Required work >> Rescale the records from the line containing "window in the photo above." through the end of the records, both ends included. Repeat every line in that range, requests included, with each answer coordinate multiplied by 0.6 and rounded to a whole number, halves rounded up.

Data section >>

-*-*-

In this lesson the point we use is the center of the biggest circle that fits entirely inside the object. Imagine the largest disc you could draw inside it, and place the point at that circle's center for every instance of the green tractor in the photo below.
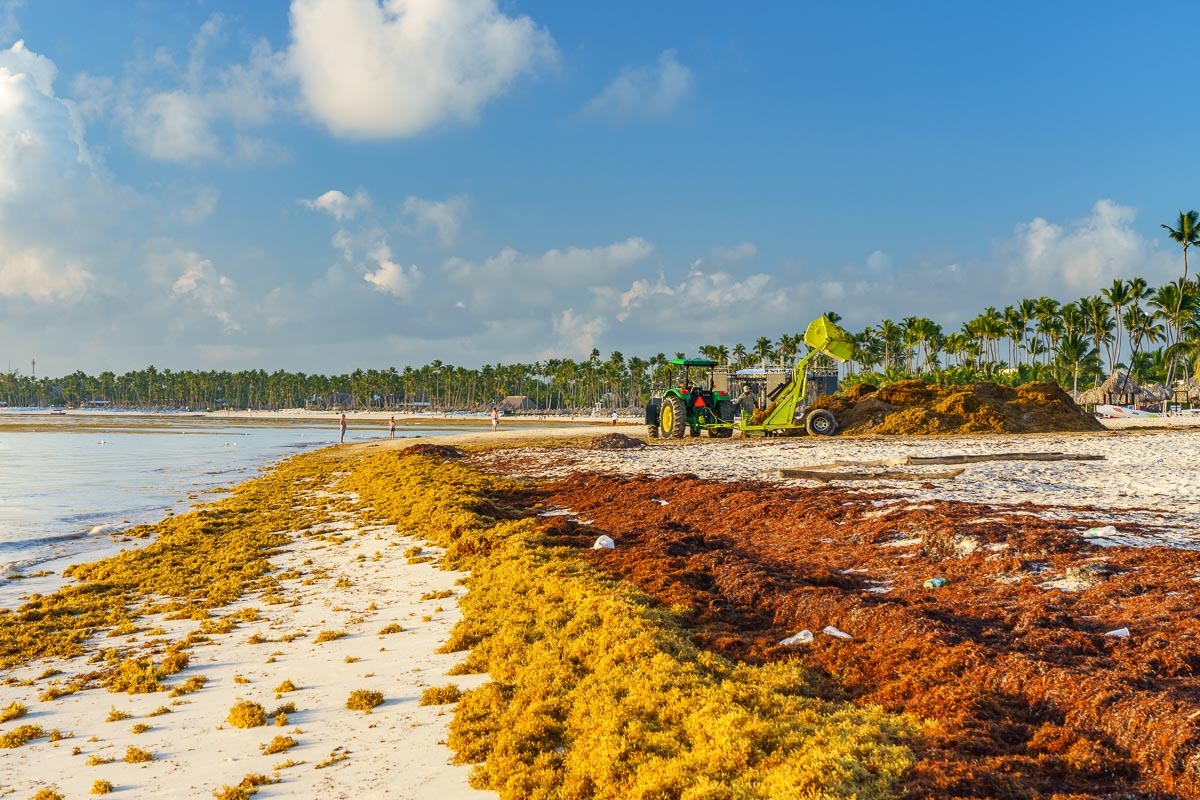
(691, 407)
(694, 404)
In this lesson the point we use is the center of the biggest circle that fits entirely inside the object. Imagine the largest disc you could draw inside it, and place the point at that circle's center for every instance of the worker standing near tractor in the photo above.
(747, 403)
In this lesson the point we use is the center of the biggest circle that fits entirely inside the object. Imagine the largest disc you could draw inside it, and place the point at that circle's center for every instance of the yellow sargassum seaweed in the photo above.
(198, 560)
(597, 693)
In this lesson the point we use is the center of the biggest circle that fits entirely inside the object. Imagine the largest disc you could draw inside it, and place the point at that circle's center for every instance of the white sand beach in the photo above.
(365, 584)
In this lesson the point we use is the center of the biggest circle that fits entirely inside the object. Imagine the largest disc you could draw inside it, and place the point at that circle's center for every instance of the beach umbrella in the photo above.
(1191, 385)
(1121, 390)
(1158, 392)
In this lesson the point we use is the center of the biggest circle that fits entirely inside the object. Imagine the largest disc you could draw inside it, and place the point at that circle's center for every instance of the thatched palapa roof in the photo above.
(1119, 390)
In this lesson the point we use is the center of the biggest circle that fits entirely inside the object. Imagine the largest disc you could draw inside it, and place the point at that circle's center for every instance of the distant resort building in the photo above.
(517, 403)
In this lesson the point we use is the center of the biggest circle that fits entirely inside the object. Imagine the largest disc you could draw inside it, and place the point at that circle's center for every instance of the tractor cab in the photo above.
(693, 403)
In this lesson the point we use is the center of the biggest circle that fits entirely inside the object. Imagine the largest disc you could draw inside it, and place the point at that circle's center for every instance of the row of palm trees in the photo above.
(1075, 343)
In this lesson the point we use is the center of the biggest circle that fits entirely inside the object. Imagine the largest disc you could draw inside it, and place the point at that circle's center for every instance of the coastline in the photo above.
(329, 576)
(348, 573)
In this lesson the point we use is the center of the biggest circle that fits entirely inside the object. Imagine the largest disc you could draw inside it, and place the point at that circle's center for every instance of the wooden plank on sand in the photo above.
(912, 461)
(875, 475)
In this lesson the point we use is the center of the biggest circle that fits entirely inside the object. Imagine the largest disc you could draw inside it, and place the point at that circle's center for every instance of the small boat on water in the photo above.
(1121, 411)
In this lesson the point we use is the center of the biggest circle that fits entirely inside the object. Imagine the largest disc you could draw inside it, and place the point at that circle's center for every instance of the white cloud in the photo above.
(395, 280)
(700, 295)
(647, 92)
(18, 59)
(444, 217)
(739, 252)
(193, 112)
(173, 126)
(399, 67)
(1081, 257)
(546, 280)
(576, 334)
(41, 140)
(339, 205)
(51, 196)
(879, 263)
(42, 276)
(196, 284)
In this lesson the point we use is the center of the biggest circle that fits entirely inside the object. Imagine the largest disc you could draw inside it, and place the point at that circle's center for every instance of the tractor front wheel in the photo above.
(673, 417)
(821, 422)
(652, 420)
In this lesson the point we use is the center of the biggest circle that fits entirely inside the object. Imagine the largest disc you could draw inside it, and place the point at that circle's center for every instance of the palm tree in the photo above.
(1187, 234)
(1119, 296)
(762, 349)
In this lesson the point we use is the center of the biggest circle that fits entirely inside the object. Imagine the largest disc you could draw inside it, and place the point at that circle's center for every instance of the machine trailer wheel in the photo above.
(821, 422)
(673, 417)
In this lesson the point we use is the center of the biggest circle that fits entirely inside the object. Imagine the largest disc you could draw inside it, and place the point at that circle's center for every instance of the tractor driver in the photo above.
(747, 402)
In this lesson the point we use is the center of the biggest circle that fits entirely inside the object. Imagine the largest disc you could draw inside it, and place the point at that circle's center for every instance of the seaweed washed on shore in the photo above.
(911, 407)
(1018, 653)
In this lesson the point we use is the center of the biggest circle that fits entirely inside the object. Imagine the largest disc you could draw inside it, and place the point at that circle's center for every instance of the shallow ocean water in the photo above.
(66, 482)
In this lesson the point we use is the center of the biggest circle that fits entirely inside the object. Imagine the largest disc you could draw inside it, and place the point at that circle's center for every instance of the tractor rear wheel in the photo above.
(673, 417)
(821, 422)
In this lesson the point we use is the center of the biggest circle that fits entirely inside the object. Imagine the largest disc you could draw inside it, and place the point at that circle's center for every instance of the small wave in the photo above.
(16, 545)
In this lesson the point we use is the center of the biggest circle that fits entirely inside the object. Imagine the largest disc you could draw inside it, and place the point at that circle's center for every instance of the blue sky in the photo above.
(335, 184)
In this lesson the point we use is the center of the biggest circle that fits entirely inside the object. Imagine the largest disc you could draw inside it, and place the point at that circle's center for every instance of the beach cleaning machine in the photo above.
(697, 403)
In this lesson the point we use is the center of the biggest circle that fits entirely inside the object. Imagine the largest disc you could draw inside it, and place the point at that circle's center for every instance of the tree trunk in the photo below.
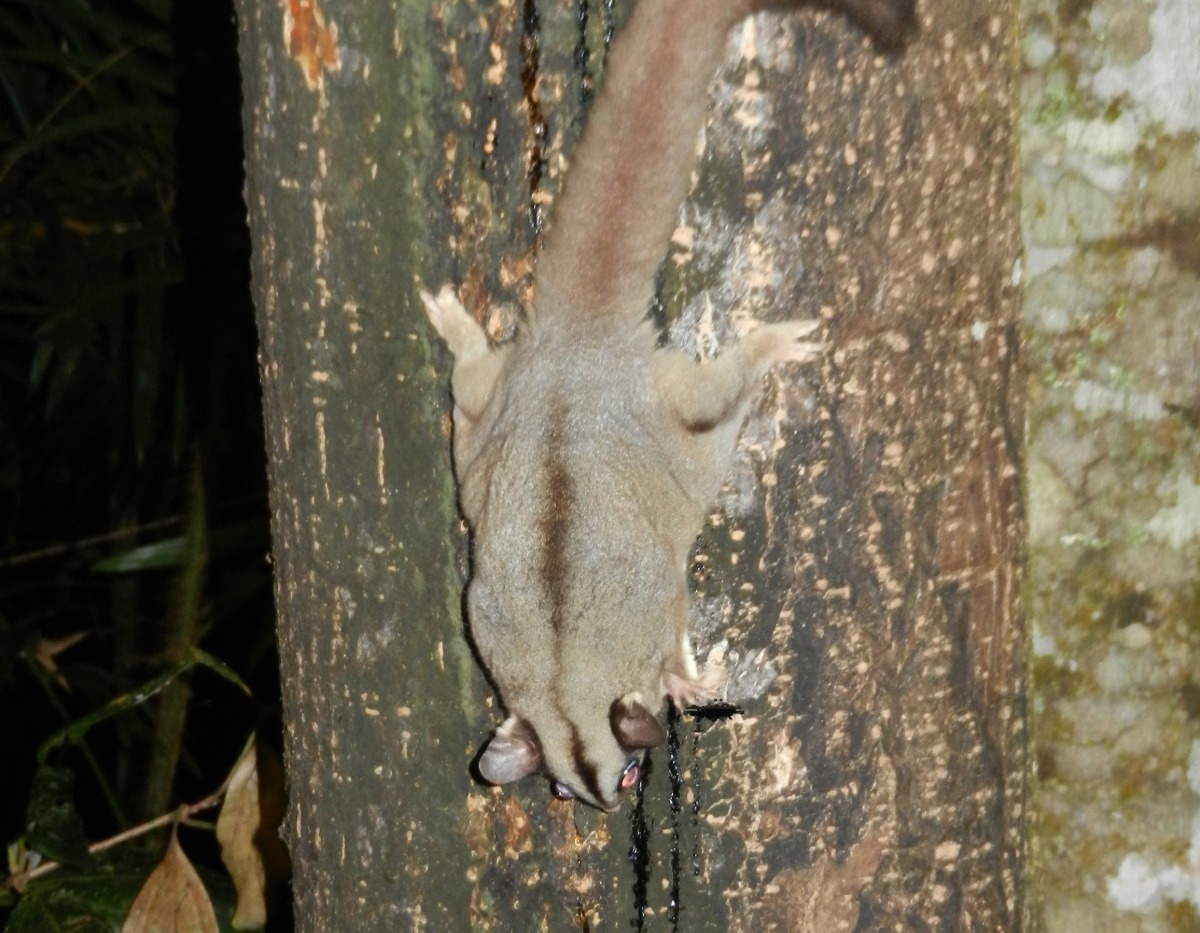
(864, 569)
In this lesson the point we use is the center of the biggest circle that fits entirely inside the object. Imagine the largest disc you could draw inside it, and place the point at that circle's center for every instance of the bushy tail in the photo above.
(613, 221)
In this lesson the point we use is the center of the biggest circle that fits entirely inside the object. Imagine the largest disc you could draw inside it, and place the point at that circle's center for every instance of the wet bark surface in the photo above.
(862, 575)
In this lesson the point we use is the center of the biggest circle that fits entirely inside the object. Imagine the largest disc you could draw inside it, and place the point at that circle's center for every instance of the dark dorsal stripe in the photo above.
(555, 521)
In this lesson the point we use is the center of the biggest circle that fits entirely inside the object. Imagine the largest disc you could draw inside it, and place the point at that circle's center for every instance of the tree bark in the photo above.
(864, 569)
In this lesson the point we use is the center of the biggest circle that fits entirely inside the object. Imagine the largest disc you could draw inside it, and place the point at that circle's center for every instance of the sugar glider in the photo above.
(586, 457)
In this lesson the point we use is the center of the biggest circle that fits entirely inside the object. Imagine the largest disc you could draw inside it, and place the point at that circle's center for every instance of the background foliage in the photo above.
(132, 492)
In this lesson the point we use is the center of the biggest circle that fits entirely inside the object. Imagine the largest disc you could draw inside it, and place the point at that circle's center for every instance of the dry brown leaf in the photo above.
(48, 649)
(173, 900)
(237, 826)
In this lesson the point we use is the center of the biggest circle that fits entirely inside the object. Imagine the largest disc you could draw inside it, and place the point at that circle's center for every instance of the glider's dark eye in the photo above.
(563, 792)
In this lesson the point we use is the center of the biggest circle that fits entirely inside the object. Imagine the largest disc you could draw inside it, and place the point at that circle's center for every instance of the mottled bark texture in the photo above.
(868, 549)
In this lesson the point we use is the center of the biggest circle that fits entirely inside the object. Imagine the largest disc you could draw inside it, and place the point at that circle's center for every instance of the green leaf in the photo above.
(53, 826)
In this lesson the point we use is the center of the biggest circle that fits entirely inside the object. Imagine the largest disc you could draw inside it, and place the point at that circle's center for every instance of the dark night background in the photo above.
(129, 407)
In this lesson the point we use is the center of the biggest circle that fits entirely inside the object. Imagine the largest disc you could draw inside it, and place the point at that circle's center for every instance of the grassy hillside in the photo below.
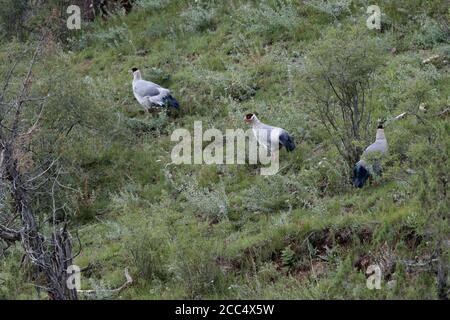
(225, 231)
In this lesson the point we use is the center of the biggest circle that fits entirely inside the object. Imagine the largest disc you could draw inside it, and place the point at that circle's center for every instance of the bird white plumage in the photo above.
(362, 170)
(150, 94)
(269, 136)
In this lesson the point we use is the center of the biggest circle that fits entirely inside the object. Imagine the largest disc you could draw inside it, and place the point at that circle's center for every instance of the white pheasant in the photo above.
(362, 171)
(270, 137)
(150, 94)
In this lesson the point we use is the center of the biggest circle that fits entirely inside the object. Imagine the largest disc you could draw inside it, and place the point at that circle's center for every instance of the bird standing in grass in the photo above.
(362, 171)
(150, 94)
(272, 138)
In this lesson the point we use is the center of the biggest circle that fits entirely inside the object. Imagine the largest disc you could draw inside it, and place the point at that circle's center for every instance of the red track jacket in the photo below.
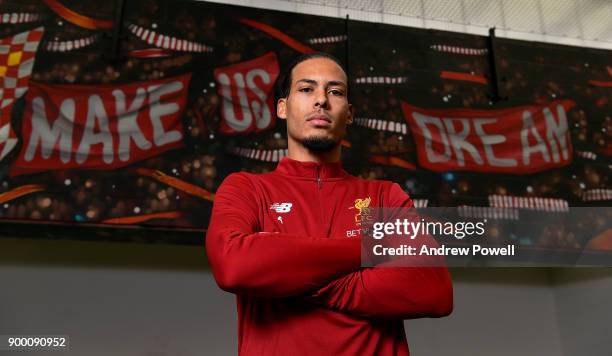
(284, 243)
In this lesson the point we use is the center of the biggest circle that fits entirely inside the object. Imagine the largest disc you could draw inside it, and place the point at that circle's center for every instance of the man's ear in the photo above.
(281, 108)
(349, 120)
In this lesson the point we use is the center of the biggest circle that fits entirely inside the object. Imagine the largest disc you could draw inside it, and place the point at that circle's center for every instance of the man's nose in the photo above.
(321, 99)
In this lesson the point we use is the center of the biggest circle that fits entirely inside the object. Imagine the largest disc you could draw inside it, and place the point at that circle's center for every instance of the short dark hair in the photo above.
(284, 83)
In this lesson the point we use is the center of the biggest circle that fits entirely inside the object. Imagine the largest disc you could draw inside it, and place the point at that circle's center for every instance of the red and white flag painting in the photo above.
(17, 54)
(518, 140)
(100, 126)
(247, 94)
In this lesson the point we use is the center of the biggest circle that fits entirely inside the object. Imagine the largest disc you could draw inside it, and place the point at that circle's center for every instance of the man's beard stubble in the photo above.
(319, 144)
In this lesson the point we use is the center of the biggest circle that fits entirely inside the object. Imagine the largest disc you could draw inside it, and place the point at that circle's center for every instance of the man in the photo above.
(287, 243)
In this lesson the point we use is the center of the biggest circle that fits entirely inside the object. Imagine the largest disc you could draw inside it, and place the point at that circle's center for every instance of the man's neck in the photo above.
(297, 151)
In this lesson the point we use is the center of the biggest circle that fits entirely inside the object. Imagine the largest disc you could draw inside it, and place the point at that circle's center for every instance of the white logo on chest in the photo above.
(281, 207)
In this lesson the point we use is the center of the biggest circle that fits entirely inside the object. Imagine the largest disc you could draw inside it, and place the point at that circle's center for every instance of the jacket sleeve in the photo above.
(246, 261)
(390, 292)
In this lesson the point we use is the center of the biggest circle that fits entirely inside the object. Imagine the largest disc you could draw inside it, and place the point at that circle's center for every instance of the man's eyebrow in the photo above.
(314, 82)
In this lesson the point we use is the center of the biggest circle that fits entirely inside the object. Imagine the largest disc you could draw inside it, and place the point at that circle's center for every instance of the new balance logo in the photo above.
(281, 207)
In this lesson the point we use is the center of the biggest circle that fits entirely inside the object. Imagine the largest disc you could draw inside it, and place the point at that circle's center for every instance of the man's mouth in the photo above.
(319, 120)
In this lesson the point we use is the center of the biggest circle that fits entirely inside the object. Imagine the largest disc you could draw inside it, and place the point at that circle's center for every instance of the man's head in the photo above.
(314, 101)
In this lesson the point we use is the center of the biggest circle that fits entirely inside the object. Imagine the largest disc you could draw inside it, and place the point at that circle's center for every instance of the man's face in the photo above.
(317, 107)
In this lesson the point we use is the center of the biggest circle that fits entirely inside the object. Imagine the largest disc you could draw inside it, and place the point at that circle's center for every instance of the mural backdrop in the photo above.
(143, 131)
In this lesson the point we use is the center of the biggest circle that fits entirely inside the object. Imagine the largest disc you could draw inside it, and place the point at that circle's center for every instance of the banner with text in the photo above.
(247, 92)
(522, 139)
(100, 127)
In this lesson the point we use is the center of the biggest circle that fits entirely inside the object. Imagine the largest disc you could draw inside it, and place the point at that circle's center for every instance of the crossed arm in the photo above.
(325, 271)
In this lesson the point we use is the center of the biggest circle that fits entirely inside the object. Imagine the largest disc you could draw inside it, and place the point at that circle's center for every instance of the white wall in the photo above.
(156, 300)
(584, 310)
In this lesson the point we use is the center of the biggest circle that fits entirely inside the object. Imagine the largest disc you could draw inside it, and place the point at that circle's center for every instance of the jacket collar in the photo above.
(311, 170)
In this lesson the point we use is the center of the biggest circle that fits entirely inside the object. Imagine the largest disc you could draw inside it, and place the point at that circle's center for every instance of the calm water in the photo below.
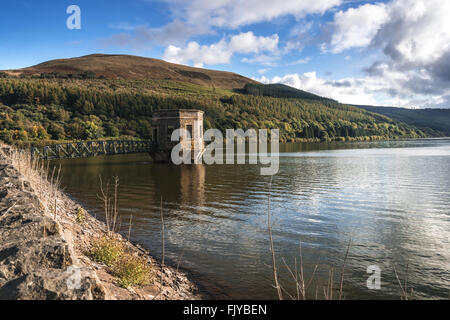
(391, 198)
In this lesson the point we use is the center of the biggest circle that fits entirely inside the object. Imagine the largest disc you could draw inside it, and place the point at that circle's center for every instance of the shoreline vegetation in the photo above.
(70, 244)
(36, 110)
(110, 266)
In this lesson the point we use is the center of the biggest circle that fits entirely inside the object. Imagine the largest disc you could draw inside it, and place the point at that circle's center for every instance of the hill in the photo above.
(434, 119)
(131, 67)
(38, 110)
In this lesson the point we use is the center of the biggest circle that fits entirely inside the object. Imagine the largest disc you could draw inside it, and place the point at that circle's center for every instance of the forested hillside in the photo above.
(34, 110)
(426, 119)
(278, 90)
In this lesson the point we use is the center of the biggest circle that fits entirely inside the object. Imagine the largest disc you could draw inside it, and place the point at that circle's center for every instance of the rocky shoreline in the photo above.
(43, 248)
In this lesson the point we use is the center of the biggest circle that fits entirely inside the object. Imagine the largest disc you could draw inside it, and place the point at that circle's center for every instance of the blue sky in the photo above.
(394, 52)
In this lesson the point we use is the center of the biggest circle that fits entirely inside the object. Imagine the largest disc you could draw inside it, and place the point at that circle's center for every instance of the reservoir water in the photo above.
(392, 199)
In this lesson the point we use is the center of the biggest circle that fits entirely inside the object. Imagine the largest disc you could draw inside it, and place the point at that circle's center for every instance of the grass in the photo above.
(131, 270)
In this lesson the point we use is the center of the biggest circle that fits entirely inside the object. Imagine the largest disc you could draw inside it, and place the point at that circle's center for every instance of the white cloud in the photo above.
(356, 27)
(236, 13)
(413, 39)
(347, 90)
(222, 51)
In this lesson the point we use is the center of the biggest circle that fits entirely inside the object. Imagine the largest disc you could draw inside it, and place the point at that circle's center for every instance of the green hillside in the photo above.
(434, 121)
(278, 90)
(37, 110)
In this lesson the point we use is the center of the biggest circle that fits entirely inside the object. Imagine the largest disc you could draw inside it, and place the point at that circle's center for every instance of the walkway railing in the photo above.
(91, 149)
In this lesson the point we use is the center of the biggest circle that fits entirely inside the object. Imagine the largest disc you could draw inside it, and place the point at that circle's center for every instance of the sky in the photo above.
(390, 53)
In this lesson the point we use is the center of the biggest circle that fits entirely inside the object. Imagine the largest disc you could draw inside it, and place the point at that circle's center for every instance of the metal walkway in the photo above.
(91, 149)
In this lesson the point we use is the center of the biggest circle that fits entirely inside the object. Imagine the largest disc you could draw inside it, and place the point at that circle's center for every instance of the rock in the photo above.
(36, 261)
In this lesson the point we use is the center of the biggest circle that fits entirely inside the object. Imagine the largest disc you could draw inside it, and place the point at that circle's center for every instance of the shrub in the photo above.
(107, 250)
(132, 270)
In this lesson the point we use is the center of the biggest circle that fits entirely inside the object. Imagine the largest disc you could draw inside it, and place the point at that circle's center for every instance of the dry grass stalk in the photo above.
(45, 182)
(110, 205)
(272, 250)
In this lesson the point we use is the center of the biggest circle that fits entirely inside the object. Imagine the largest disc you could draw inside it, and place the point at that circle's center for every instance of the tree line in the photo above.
(34, 110)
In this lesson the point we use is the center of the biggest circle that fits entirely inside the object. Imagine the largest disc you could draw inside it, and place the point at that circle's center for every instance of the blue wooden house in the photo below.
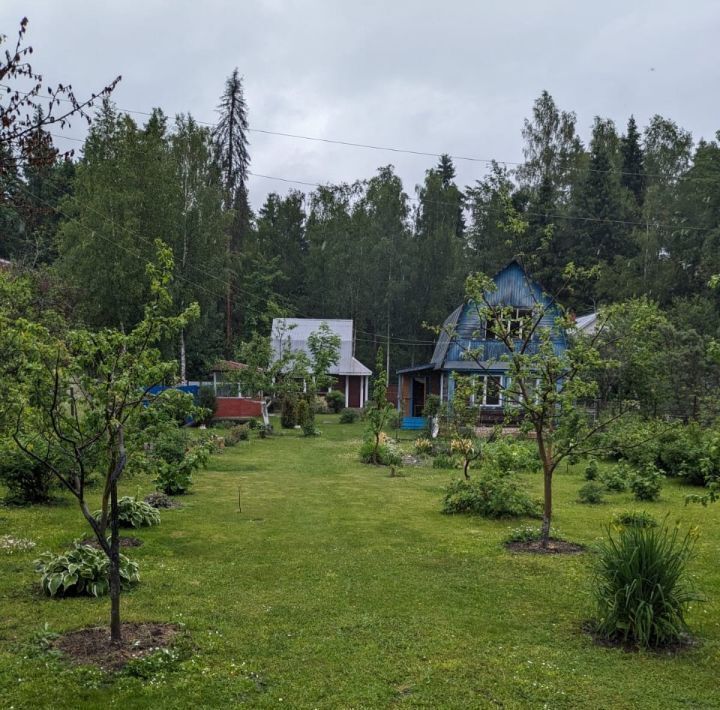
(463, 331)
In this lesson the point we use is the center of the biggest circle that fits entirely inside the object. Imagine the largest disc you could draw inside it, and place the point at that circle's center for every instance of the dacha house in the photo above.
(464, 332)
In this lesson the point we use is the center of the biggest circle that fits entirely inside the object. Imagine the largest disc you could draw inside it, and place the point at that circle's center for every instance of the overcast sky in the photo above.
(456, 77)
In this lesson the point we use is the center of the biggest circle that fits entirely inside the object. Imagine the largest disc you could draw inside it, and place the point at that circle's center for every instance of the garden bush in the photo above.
(84, 570)
(445, 461)
(26, 480)
(634, 518)
(134, 513)
(238, 433)
(423, 446)
(349, 416)
(306, 418)
(591, 493)
(207, 402)
(335, 400)
(591, 470)
(616, 478)
(646, 482)
(641, 586)
(288, 415)
(388, 452)
(490, 494)
(159, 500)
(509, 454)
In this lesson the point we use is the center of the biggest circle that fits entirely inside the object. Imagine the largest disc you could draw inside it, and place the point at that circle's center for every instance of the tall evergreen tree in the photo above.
(633, 164)
(231, 145)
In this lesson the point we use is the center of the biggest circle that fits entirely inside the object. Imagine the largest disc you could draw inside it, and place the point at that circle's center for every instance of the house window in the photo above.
(511, 323)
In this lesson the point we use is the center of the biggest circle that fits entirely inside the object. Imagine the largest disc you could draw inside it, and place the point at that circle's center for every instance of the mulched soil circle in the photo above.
(554, 547)
(92, 646)
(124, 542)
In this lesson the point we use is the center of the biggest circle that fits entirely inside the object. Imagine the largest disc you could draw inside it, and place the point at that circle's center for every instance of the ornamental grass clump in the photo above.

-*-*-

Exercise answer >>
In this lesson the point we use is the center of the biggest circle that fits entirely inside the object. Imagine the largest disc you could draw inside it, and place the point at that circle's center for every instance of the house window in the photo above.
(307, 194)
In this lesson the point we use is the center of the biggest circle that fits entirely inside the object. Imagine the largest disc you could draw inside it, and place the point at that circle's center for every instance of the mulched soil circle in the photo above.
(332, 328)
(55, 388)
(74, 325)
In this lesson the point we use is the center of the biggest circle that fits entirely inside the object. Imagine the largest disc you could draw inside it, and place the point at that circle's center for every instance of the ornamental grass clump in the photo above.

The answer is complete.